═════ Testo del documento ═════
La scelta della destinazione del proprio TFR è un momento tanto cruciale quanto sottovalutato e poco conosciuto per la maggior parte dei lavoratori e dei datori di lavoro.
Il momento in cui un lavoratore viene assunto in una nuova azienda è foriero di grande emotività e aspettative sia nel caso si tratti di una prima assunzione, sia nel caso (meno fortunato) che si tratti di una scelta dovuta a fattori esogeni quali la cessione dell’azienda dove si lavorava o un ridimensionamento della stessa.
Qualunque sia il caso è proprio questo il momento in cui il lavoratore deve compiere una scelta importante di pianificazione delle proprie risorse per il proprio futuro, la scelta della destinazione del proprio TFR.
In questo articolo si analizzeranno le possibili scelte circa il TFR, i vantaggi fiscali della soluzione offerta dalla previdenza complementare, le prestazioni offerte da questa in caso di interruzione del rapporto di lavoro o di vicende attinenti la via umana.
═════
Cosa fare: Quali argomenti, secondo il testo sul TFR, verranno analizzati nell'articolo? Elencali tutti. L'elenco qui non serve.
═════ Voci dell'elenco ═════
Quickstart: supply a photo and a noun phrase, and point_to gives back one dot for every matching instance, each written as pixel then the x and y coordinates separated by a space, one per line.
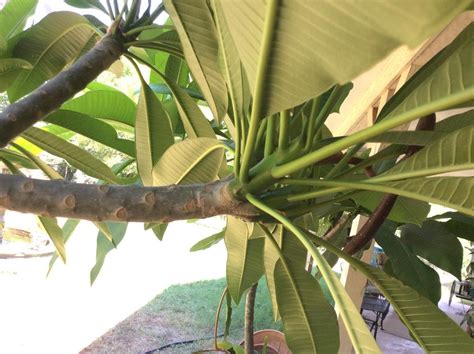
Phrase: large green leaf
pixel 84 4
pixel 359 334
pixel 49 46
pixel 420 138
pixel 447 73
pixel 76 156
pixel 455 122
pixel 460 225
pixel 298 49
pixel 47 170
pixel 197 32
pixel 67 230
pixel 452 192
pixel 405 210
pixel 431 327
pixel 453 152
pixel 189 161
pixel 92 128
pixel 404 265
pixel 292 249
pixel 50 226
pixel 153 134
pixel 16 158
pixel 436 244
pixel 194 121
pixel 105 104
pixel 244 257
pixel 207 242
pixel 104 246
pixel 13 16
pixel 10 68
pixel 309 321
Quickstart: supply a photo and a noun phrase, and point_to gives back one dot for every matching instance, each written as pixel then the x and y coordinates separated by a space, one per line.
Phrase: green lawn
pixel 190 309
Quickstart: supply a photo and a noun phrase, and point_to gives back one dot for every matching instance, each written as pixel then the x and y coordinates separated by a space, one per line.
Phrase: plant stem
pixel 249 316
pixel 216 319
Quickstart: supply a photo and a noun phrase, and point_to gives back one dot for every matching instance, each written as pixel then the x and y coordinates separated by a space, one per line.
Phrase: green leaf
pixel 86 4
pixel 404 265
pixel 452 192
pixel 453 152
pixel 460 225
pixel 231 65
pixel 244 257
pixel 189 161
pixel 10 68
pixel 50 226
pixel 49 46
pixel 77 157
pixel 207 242
pixel 324 53
pixel 104 104
pixel 359 334
pixel 309 321
pixel 153 134
pixel 436 244
pixel 67 230
pixel 405 210
pixel 447 73
pixel 164 90
pixel 431 328
pixel 420 138
pixel 13 16
pixel 195 27
pixel 194 121
pixel 104 246
pixel 91 128
pixel 293 251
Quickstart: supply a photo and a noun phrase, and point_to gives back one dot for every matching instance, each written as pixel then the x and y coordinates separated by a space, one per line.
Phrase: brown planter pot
pixel 275 342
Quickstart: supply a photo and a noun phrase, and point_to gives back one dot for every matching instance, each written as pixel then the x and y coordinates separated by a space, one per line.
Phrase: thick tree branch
pixel 22 114
pixel 377 218
pixel 121 203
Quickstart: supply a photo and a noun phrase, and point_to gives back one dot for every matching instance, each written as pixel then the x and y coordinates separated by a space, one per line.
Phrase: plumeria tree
pixel 270 73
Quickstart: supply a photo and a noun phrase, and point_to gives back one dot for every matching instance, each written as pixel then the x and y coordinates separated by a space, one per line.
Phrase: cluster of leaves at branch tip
pixel 229 115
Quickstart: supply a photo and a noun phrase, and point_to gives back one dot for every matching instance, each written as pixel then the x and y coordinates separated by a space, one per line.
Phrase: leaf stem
pixel 283 136
pixel 262 68
pixel 378 128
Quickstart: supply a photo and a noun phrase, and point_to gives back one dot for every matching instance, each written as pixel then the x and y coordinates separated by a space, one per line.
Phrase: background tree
pixel 270 74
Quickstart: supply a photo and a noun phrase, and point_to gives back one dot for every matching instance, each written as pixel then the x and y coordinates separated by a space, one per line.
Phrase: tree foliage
pixel 269 73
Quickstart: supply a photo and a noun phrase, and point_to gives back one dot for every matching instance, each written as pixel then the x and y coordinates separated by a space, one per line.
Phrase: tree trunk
pixel 121 203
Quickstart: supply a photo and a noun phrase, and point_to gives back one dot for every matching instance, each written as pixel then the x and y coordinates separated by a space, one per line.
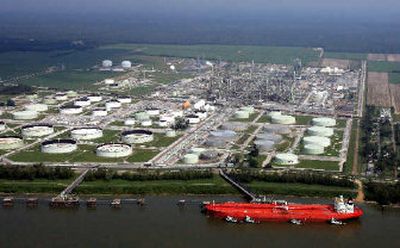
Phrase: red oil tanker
pixel 281 211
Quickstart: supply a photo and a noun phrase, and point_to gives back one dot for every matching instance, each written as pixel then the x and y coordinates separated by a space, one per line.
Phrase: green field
pixel 394 78
pixel 298 189
pixel 260 54
pixel 383 66
pixel 303 119
pixel 348 56
pixel 215 185
pixel 85 153
pixel 33 186
pixel 251 118
pixel 314 164
pixel 76 80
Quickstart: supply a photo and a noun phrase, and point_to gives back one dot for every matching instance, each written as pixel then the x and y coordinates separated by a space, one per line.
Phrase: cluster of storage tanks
pixel 278 118
pixel 318 136
pixel 126 64
pixel 196 154
pixel 244 112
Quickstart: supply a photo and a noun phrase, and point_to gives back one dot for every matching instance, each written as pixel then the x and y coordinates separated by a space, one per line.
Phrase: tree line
pixel 147 175
pixel 35 172
pixel 290 177
pixel 382 193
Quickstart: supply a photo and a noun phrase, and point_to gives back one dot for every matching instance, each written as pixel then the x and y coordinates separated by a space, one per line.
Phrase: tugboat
pixel 250 220
pixel 231 219
pixel 334 221
pixel 282 211
pixel 295 222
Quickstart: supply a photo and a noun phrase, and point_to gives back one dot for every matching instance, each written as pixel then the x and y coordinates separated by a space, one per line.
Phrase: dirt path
pixel 354 170
pixel 360 191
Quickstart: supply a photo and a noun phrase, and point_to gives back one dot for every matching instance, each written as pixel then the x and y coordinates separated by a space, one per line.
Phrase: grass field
pixel 383 66
pixel 303 119
pixel 215 185
pixel 33 186
pixel 349 56
pixel 85 153
pixel 297 189
pixel 315 164
pixel 77 80
pixel 260 54
pixel 394 78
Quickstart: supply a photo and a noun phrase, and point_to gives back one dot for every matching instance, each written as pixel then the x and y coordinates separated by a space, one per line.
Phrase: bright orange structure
pixel 186 105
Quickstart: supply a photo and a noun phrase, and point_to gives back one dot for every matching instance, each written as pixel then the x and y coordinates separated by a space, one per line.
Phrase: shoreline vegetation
pixel 16 180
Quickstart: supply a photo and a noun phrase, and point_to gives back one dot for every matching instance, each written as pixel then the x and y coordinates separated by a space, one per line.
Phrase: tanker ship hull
pixel 263 212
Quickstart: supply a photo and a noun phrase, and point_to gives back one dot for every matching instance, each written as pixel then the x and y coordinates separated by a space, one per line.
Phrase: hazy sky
pixel 80 6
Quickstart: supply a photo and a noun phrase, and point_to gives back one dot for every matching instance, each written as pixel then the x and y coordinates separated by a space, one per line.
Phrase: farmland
pixel 260 54
pixel 378 90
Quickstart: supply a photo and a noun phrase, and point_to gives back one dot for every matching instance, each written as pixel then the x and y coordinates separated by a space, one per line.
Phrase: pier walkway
pixel 245 191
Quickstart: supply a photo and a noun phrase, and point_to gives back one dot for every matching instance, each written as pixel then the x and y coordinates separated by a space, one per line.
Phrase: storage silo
pixel 283 119
pixel 320 131
pixel 312 149
pixel 324 122
pixel 317 140
pixel 286 159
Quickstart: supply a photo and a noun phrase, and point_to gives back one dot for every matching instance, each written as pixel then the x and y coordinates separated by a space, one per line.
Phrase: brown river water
pixel 161 223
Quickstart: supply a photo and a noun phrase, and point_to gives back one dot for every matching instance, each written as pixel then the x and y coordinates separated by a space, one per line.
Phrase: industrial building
pixel 11 142
pixel 71 110
pixel 59 146
pixel 25 115
pixel 286 159
pixel 114 150
pixel 86 133
pixel 138 136
pixel 37 130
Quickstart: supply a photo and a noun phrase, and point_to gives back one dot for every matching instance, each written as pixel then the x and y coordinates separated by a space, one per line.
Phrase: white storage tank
pixel 283 119
pixel 126 64
pixel 324 122
pixel 95 98
pixel 2 126
pixel 312 149
pixel 146 123
pixel 59 146
pixel 114 150
pixel 320 131
pixel 130 122
pixel 241 114
pixel 109 81
pixel 317 140
pixel 170 133
pixel 37 130
pixel 113 104
pixel 38 107
pixel 60 96
pixel 193 119
pixel 11 142
pixel 153 112
pixel 83 102
pixel 86 133
pixel 286 159
pixel 124 99
pixel 99 112
pixel 141 116
pixel 71 110
pixel 50 100
pixel 138 136
pixel 25 115
pixel 106 63
pixel 190 159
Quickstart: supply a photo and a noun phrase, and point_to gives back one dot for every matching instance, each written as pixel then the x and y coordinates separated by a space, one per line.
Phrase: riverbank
pixel 208 186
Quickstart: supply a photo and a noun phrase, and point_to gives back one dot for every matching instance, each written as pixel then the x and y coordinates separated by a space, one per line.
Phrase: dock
pixel 240 187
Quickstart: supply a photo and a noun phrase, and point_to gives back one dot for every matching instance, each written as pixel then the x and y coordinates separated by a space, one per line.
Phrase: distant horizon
pixel 352 25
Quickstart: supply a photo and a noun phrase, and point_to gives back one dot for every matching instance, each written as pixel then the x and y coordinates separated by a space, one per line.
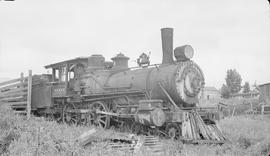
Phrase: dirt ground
pixel 249 135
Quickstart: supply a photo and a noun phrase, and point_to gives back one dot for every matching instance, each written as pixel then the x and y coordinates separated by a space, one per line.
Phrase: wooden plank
pixel 29 94
pixel 18 103
pixel 201 125
pixel 12 91
pixel 16 94
pixel 19 106
pixel 21 98
pixel 10 81
pixel 12 86
pixel 20 112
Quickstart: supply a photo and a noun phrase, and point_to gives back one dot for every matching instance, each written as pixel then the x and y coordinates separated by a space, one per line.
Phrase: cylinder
pixel 167 45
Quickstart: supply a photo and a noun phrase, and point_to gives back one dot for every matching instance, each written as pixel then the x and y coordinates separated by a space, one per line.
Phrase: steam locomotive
pixel 148 98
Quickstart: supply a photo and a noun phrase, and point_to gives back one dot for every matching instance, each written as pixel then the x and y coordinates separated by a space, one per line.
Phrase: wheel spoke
pixel 102 121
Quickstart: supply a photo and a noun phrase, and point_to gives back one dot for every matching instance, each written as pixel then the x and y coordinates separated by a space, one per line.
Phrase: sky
pixel 231 34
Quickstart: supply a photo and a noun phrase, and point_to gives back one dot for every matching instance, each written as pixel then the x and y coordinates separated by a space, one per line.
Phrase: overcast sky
pixel 224 34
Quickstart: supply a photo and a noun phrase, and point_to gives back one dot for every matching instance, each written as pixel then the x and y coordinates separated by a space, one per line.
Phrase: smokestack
pixel 167 45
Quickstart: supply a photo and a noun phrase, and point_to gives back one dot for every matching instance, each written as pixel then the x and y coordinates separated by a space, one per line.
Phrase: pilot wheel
pixel 97 116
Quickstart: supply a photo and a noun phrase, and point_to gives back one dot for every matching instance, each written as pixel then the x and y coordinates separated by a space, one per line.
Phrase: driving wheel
pixel 96 117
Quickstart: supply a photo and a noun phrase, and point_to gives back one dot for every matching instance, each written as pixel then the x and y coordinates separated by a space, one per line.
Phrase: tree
pixel 233 81
pixel 225 91
pixel 246 87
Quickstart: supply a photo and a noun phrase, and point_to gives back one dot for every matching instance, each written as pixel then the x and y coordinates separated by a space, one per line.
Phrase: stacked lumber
pixel 17 94
pixel 196 130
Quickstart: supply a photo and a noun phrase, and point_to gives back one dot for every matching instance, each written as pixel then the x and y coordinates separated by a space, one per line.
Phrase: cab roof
pixel 71 61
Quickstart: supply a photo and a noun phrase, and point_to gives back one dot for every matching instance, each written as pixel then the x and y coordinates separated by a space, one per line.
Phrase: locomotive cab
pixel 65 75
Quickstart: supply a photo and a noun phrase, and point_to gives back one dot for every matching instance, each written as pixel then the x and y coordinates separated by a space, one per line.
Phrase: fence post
pixel 29 94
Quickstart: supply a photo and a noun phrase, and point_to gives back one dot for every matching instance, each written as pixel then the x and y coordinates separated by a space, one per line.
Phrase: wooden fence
pixel 17 94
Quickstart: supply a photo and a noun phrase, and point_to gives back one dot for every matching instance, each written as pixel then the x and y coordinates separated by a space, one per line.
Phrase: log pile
pixel 195 130
pixel 17 94
pixel 121 141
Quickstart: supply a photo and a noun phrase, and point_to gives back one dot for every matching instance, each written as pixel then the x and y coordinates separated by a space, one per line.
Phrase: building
pixel 251 94
pixel 210 92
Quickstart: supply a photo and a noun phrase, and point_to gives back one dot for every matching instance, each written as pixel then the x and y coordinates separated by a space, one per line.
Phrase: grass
pixel 18 136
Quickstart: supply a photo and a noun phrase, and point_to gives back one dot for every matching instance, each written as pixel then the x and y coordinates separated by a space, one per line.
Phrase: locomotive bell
pixel 183 53
pixel 120 61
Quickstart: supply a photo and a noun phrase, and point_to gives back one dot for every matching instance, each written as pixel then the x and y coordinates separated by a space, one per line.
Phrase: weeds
pixel 249 136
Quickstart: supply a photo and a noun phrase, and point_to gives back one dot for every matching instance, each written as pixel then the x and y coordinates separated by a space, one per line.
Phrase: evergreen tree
pixel 233 81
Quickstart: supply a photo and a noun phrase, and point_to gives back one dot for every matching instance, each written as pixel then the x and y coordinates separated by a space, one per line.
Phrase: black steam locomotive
═════
Soluzione scritta:
- Le possibili scelte circa il TFR
- I vantaggi fiscali della soluzione offerta dalla previdenza complementare
- Le prestazioni offerte dalla previdenza complementare in caso di interruzione del rapporto di lavoro o di altre vicende personali